● **WHAT IS EXPECTED**
Your job is to report every line of the entries that has "below".

● **Region pointing data**
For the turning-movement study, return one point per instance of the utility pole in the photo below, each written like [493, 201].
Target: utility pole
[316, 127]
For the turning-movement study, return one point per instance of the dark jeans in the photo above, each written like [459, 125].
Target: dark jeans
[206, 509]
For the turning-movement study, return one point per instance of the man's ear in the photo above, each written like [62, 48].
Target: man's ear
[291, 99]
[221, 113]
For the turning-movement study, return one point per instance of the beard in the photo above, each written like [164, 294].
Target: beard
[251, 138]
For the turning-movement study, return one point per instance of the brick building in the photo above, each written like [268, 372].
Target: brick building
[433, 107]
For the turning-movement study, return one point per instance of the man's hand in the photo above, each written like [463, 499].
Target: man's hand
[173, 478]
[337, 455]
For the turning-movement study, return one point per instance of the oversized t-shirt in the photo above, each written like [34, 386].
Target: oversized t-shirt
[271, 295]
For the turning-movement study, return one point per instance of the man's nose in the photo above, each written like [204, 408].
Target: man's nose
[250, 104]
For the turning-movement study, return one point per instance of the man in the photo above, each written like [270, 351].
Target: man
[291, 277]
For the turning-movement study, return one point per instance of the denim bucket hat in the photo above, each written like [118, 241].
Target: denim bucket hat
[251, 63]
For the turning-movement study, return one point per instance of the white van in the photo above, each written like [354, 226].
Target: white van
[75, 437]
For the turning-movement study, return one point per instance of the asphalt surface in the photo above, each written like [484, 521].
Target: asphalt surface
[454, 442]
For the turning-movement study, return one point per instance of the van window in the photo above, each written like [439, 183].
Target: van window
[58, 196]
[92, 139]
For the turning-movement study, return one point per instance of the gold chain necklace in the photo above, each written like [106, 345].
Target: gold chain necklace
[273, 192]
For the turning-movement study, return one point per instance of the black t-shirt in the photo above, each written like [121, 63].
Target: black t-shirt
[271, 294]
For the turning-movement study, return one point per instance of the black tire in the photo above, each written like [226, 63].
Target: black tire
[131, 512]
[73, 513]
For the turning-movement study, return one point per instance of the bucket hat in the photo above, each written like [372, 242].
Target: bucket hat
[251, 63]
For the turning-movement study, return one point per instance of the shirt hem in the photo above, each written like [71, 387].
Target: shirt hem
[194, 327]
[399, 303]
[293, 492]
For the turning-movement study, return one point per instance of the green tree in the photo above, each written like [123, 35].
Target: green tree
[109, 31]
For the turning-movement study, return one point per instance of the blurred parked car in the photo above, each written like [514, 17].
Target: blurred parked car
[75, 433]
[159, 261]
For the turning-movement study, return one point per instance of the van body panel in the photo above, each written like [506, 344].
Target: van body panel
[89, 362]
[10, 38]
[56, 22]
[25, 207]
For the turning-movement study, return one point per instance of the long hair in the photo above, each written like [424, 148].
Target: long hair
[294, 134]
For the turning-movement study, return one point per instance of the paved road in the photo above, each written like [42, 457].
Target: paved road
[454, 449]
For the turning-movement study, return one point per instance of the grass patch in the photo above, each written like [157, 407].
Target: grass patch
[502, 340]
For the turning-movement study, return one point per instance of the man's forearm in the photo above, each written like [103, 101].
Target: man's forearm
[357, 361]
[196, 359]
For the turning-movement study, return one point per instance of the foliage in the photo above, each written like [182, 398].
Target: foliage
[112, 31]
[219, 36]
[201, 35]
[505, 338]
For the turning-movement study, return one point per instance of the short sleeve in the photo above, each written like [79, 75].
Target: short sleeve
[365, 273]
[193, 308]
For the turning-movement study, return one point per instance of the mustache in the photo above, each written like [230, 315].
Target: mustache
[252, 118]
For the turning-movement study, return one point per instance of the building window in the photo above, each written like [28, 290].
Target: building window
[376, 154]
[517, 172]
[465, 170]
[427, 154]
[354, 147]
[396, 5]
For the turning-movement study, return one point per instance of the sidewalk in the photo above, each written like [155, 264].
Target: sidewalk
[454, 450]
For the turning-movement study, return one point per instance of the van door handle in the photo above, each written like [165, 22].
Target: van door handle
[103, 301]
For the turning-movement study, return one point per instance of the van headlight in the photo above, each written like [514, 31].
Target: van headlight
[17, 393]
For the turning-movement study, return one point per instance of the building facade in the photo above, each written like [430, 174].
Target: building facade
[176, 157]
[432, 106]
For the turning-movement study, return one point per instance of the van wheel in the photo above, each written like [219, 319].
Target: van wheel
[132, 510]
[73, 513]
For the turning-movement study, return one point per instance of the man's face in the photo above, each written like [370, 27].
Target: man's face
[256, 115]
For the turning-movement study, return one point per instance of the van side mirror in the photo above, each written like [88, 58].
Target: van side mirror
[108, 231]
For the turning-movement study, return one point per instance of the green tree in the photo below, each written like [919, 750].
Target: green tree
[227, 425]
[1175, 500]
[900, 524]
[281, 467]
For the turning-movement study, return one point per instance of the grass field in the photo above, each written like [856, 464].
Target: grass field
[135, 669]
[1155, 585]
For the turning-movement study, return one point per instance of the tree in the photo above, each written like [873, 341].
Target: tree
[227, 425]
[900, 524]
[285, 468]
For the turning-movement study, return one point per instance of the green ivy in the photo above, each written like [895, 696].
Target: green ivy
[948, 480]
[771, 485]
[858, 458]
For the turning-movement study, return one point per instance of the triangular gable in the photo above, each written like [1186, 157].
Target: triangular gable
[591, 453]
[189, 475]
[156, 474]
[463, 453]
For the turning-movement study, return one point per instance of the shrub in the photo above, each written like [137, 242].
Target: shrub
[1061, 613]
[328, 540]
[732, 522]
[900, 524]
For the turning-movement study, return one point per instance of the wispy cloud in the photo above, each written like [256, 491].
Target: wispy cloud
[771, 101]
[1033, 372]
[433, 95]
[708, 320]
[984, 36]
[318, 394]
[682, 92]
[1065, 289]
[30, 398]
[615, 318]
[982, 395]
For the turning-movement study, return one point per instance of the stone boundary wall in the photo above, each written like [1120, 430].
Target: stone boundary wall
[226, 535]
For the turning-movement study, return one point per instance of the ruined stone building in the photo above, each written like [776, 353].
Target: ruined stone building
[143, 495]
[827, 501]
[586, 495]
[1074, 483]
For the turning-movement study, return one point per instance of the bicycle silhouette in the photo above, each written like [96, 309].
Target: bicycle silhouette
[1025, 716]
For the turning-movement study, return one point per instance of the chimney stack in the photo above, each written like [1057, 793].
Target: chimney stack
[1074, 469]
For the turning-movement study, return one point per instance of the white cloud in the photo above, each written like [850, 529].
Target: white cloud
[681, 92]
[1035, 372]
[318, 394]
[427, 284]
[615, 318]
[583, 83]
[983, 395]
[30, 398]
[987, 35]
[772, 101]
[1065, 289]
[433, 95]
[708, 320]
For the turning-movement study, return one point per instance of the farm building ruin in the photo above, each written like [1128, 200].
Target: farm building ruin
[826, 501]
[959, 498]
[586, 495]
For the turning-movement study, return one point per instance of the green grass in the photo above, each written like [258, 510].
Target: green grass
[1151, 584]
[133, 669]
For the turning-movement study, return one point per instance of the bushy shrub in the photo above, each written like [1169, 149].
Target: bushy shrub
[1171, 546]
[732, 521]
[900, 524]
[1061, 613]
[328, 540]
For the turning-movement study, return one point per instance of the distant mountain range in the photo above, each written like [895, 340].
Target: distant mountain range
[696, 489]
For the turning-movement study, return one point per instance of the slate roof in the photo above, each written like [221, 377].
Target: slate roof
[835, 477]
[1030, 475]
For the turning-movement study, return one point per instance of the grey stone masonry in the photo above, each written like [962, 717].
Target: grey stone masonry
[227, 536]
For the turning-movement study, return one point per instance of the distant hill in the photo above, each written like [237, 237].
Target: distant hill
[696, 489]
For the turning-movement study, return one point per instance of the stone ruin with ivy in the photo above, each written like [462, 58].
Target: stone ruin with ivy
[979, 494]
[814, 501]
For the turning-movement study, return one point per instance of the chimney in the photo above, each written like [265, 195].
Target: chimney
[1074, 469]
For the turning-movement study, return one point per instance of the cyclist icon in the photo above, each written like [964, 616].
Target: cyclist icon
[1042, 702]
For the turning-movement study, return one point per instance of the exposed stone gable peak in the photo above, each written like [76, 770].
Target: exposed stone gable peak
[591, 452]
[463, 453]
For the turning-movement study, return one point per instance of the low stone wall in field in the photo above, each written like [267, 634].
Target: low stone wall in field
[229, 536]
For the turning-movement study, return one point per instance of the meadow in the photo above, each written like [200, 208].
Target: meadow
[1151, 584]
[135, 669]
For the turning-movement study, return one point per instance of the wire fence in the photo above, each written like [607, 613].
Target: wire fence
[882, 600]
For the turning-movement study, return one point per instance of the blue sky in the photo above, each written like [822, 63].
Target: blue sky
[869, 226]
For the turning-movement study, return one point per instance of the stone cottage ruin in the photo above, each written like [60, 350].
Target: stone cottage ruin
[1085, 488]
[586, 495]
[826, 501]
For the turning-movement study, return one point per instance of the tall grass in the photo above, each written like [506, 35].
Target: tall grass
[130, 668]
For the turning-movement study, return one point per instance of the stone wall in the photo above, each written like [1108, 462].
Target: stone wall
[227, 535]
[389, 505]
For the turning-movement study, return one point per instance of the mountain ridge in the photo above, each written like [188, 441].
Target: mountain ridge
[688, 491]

● **YOUR SOLUTION**
For the turning-movement study, return one point per instance of the utility pole in the photo below, each written like [493, 201].
For the turning-movement study, return one point per instance of the green tree in the photo below, each written like [919, 750].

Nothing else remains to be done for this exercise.